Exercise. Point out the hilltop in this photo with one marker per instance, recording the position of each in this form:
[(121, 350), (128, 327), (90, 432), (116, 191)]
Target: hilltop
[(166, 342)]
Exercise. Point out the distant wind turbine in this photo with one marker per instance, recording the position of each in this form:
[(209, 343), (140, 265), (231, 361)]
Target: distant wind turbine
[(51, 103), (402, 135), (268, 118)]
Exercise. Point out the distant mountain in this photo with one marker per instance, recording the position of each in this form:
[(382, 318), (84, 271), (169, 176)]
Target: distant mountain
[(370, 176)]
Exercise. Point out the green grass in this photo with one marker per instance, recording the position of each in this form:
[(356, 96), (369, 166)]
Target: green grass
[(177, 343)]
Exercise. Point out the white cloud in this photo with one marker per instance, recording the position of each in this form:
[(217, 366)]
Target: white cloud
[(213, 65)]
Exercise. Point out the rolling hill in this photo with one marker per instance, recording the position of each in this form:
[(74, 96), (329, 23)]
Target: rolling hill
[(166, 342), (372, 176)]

● ● ●

Task requirements:
Return every one of the lines above word for word, from the first through the last, without any changes.

Task answer:
Exercise. Point out the hilltop in this photo with one marker per instance, recording the position of each in this form:
[(121, 350), (128, 327), (90, 432), (116, 191)]
Target: hilltop
[(166, 342)]
Exercise. Point out the distant wind turbine in this photo with one marker per instance, recording the position of each in this form:
[(209, 343), (140, 265), (231, 361)]
Target: distant wind turbine
[(51, 103), (402, 135), (268, 118)]
Exercise. Point out the distant mountain in this photo with one marker per instance, recording the position of each in this form:
[(382, 318), (84, 271), (169, 176)]
Target: distant mountain
[(370, 176)]
Exercise. Point out the green grass in this photo with one marker per instance, recording the position of each in this form:
[(356, 96), (369, 166)]
Target: green grass
[(177, 343)]
Exercise. Point out the white cloud in this photo with one marker per instance, recording the position of each in this form:
[(217, 366)]
Target: white cloud
[(213, 65)]
Exercise. Point out the rolling hill in this photo with one marker per instance, recording the position of each in this form:
[(74, 96), (329, 23)]
Target: rolling hill
[(166, 342), (372, 176)]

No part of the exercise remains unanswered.